Written instruction: Rewrite all of the material below, changing every "instance" to "object" and leaving everything else untouched.

═══ Task inputs

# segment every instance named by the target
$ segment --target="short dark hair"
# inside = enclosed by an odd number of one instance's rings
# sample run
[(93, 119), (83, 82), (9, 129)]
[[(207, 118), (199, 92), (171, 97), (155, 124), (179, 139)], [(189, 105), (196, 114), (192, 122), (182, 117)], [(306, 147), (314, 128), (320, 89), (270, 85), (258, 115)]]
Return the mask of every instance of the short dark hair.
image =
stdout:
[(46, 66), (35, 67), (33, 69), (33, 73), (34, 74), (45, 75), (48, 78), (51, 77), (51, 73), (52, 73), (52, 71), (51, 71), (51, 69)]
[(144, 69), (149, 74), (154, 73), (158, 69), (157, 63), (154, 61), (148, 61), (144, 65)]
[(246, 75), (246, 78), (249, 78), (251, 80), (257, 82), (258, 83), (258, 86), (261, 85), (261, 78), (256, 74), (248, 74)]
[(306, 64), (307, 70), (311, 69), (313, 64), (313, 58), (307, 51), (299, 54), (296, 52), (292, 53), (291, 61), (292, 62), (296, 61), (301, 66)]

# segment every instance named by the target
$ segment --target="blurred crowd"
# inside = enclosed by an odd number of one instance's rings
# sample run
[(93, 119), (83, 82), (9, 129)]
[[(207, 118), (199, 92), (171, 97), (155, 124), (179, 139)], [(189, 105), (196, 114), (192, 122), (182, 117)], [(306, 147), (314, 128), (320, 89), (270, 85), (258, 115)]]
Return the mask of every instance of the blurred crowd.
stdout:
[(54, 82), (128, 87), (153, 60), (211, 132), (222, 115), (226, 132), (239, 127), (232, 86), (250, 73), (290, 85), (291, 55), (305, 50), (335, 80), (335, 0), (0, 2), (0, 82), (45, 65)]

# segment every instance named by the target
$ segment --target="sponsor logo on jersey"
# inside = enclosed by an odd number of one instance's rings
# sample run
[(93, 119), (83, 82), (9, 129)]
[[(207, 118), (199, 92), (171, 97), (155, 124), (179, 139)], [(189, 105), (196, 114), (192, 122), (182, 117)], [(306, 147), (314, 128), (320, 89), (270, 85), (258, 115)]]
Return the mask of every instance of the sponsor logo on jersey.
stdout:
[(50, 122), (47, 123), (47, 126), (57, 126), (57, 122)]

══════

Response:
# segment every object named by the target
$ segment --target="short dark hair"
# inside = enclosed by an odd number of one object's rings
# sample run
[(93, 119), (83, 82), (9, 129)]
[[(207, 118), (199, 92), (171, 97), (155, 124), (179, 139)], [(189, 105), (196, 114), (192, 122), (182, 117)], [(306, 147), (314, 128), (320, 89), (270, 85), (258, 115)]]
Return the mask of every object of the short dark hair.
image =
stdout:
[(46, 66), (35, 67), (33, 69), (33, 73), (34, 74), (45, 75), (48, 78), (51, 77), (51, 73), (52, 73), (52, 71), (51, 71), (51, 69)]
[(144, 69), (149, 74), (154, 73), (158, 69), (157, 63), (154, 61), (148, 61), (144, 65)]
[(246, 75), (246, 78), (249, 78), (251, 80), (257, 82), (258, 83), (258, 86), (261, 85), (261, 78), (256, 74), (248, 74)]
[(306, 64), (307, 70), (311, 69), (313, 64), (313, 58), (307, 51), (299, 54), (296, 52), (292, 53), (291, 61), (292, 62), (296, 61), (301, 66)]

# segment every object named by the target
$ segment --target="blurred crowd"
# inside = enclosed by an odd number of one object's rings
# sample run
[(93, 119), (83, 82), (9, 129)]
[[(207, 118), (199, 92), (171, 97), (155, 124), (179, 139)], [(189, 105), (196, 114), (192, 122), (182, 117)], [(306, 147), (314, 128), (320, 89), (270, 85), (258, 115)]]
Return the mask of every object of the blurred crowd.
stdout:
[(54, 82), (128, 87), (153, 60), (211, 132), (222, 115), (226, 132), (239, 127), (232, 86), (250, 73), (290, 85), (291, 55), (305, 50), (335, 80), (335, 0), (0, 2), (0, 82), (45, 65)]

# segment every object named by the target
$ segment --target="sponsor logo on jersey"
# inside = enclosed by an odd number of one object's rings
# sample run
[(93, 119), (83, 82), (9, 129)]
[[(207, 118), (199, 92), (171, 97), (155, 124), (179, 139)], [(189, 105), (196, 114), (192, 122), (182, 117)], [(306, 147), (314, 128), (320, 89), (270, 85), (258, 115)]]
Return the mask of every object of the sponsor logo on jersey.
stdout:
[(50, 122), (47, 123), (47, 126), (57, 126), (57, 122)]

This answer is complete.